Task inputs section start
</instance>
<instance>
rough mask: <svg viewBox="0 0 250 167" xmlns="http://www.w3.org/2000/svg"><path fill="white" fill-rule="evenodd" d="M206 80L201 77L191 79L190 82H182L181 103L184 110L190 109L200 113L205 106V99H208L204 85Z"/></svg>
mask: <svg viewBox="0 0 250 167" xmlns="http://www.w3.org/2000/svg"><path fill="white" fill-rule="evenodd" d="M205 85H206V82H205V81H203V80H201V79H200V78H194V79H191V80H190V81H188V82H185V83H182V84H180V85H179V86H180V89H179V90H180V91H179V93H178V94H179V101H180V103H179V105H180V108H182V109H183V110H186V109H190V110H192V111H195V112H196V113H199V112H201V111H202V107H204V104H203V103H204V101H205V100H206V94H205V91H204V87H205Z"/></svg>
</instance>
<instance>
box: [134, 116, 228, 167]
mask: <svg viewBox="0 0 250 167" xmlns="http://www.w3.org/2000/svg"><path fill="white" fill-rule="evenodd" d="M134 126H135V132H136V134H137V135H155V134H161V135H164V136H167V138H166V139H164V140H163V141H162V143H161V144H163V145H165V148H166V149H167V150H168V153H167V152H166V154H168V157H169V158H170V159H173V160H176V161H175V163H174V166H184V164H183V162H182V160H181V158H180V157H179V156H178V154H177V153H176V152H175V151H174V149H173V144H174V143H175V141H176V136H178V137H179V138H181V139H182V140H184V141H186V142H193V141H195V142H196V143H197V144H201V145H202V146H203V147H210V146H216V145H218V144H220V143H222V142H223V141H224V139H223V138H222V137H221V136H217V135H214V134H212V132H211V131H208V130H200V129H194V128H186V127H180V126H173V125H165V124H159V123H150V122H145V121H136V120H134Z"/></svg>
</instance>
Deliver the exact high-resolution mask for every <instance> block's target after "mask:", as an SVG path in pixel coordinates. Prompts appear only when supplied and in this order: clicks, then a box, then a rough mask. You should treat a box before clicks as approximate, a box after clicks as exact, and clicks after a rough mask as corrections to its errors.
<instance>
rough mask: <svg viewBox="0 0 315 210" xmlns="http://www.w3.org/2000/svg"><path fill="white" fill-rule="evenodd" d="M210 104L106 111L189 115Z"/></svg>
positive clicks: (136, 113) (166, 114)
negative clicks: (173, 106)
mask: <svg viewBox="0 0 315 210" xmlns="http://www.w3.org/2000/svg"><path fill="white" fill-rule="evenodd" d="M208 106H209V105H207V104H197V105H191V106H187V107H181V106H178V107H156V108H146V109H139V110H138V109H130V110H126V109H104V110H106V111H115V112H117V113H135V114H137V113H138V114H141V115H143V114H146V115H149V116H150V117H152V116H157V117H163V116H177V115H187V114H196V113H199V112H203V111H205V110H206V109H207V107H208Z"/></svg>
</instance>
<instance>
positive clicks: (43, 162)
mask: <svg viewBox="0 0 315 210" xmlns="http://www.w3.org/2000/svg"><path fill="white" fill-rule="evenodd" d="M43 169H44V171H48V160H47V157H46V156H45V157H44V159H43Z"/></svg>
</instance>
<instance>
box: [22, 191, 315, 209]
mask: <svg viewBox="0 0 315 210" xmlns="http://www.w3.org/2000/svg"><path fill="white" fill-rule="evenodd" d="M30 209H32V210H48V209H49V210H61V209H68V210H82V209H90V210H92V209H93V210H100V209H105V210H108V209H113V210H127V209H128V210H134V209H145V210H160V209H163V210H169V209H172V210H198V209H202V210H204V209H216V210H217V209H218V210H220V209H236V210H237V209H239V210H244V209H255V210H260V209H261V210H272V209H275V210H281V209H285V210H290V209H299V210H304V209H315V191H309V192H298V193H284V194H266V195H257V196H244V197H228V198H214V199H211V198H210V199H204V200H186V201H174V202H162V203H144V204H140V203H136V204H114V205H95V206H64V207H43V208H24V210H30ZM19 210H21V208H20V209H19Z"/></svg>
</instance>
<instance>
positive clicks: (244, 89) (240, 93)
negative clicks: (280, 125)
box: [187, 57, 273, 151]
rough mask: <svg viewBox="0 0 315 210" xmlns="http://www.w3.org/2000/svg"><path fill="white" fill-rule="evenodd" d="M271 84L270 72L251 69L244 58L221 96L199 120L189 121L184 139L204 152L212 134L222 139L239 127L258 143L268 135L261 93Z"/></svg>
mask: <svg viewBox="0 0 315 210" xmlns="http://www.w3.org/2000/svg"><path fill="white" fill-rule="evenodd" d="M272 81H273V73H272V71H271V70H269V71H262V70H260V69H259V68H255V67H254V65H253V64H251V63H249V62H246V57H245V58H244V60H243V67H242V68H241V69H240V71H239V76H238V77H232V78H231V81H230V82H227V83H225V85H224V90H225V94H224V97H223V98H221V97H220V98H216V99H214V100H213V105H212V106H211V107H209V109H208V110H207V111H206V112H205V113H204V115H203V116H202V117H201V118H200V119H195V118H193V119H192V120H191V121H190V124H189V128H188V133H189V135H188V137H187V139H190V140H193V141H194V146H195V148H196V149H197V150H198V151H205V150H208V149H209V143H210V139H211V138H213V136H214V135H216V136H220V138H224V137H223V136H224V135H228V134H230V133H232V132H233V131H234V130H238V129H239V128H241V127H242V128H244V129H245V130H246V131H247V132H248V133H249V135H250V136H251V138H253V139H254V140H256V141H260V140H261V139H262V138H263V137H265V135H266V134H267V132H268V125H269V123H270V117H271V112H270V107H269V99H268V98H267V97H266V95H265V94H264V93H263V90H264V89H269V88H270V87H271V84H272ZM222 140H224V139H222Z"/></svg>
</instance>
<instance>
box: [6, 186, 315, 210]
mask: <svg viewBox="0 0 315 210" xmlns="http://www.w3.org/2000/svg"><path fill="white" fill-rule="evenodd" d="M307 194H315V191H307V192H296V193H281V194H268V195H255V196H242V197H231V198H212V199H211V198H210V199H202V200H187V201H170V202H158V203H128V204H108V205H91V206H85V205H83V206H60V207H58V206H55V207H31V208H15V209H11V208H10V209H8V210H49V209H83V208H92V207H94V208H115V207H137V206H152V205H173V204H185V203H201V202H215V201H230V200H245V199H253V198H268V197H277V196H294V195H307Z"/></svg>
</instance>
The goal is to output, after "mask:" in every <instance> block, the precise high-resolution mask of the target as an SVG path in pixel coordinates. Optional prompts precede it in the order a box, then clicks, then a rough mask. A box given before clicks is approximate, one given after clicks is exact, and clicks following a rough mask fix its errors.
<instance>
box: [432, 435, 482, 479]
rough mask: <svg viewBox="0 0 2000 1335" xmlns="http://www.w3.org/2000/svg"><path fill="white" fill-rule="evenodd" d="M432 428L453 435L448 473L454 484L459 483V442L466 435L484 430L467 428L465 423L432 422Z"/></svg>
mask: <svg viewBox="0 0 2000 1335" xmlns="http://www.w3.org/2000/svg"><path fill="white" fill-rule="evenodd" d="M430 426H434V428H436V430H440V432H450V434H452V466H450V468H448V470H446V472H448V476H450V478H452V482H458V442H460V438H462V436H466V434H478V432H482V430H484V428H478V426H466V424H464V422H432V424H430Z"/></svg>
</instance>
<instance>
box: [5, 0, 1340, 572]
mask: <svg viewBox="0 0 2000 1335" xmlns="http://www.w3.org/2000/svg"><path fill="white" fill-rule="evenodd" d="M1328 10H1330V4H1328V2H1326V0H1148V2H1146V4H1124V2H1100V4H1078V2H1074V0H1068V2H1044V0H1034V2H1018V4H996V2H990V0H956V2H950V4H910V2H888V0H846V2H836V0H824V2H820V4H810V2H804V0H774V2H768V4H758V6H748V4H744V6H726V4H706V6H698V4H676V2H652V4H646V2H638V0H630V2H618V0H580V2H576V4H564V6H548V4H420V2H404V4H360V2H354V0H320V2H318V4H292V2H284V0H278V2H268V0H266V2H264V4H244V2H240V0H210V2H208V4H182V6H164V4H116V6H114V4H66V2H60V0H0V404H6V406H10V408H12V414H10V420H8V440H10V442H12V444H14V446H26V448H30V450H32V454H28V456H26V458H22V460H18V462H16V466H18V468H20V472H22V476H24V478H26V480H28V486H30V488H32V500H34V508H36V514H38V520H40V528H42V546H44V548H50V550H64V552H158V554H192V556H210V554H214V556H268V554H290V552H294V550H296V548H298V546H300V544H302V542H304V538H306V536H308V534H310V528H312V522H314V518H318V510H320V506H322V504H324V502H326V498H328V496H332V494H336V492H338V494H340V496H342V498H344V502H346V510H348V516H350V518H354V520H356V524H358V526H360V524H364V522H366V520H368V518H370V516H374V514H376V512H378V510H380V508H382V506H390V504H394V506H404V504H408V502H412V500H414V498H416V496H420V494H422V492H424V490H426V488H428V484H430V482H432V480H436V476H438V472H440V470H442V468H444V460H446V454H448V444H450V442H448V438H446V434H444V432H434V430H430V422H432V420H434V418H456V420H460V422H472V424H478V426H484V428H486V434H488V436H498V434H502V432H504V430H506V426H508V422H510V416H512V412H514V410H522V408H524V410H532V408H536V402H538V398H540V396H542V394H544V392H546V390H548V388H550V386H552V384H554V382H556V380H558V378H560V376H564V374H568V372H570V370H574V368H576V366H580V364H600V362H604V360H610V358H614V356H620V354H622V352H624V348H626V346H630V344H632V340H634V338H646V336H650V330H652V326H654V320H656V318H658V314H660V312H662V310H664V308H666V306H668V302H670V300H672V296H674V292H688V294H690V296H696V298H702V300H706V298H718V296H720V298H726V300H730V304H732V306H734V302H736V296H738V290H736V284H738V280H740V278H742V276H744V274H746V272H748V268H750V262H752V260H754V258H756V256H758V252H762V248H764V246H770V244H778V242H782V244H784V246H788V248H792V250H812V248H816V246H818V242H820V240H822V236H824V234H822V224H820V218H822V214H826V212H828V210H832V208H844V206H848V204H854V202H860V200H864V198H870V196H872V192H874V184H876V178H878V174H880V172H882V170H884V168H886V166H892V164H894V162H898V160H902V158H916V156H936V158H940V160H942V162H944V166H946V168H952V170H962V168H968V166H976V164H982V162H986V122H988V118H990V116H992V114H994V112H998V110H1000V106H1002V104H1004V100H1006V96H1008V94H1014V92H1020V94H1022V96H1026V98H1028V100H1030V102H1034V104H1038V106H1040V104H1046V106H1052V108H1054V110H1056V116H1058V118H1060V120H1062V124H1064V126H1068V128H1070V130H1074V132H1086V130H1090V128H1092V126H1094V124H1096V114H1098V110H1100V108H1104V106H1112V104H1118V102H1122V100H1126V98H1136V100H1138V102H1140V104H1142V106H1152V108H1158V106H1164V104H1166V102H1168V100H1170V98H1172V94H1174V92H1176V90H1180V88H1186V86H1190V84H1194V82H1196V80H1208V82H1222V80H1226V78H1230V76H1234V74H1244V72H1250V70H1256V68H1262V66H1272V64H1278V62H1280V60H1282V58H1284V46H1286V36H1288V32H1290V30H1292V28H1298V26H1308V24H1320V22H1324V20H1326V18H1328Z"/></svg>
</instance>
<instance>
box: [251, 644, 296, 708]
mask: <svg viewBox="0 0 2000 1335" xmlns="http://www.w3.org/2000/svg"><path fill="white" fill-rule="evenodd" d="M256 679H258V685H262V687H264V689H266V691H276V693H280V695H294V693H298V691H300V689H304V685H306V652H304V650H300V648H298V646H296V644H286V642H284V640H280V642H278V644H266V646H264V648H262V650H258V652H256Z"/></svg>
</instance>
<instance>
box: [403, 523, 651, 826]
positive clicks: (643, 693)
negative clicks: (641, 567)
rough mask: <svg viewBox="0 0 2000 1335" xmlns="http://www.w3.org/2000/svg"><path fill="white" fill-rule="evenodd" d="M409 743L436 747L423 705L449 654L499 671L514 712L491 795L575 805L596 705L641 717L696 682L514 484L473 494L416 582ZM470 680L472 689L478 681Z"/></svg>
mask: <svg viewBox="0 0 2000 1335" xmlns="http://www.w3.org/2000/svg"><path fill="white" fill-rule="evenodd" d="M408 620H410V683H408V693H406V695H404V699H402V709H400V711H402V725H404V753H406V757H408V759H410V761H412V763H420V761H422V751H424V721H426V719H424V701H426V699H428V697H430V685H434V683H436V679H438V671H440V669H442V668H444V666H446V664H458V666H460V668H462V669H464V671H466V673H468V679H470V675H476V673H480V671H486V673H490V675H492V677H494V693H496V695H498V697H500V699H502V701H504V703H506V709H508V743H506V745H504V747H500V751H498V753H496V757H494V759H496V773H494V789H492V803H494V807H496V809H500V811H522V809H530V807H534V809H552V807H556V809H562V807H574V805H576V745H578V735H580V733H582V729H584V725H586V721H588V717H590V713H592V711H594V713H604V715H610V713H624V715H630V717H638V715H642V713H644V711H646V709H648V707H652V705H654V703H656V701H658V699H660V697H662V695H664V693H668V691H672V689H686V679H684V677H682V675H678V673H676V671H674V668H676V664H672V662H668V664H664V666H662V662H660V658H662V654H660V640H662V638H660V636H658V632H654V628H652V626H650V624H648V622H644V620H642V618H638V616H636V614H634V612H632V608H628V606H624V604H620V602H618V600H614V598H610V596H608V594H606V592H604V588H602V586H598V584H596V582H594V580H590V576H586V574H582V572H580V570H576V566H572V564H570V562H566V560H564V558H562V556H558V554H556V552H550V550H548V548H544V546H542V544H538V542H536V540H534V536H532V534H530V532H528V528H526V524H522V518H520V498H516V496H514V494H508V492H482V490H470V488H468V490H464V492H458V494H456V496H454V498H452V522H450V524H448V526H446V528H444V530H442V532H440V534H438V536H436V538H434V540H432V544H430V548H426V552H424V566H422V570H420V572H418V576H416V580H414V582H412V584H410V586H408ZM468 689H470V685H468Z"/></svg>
Task inputs section end
### Task instructions
Please copy the material word for word, starting with its very first line and ending with the line that contains "80L201 77L191 79L190".

### Response area
</instance>
<instance>
rough mask: <svg viewBox="0 0 250 167" xmlns="http://www.w3.org/2000/svg"><path fill="white" fill-rule="evenodd" d="M206 80L201 77L191 79L190 82H182L181 103L184 110L190 109L200 113L205 106V99H208L204 85Z"/></svg>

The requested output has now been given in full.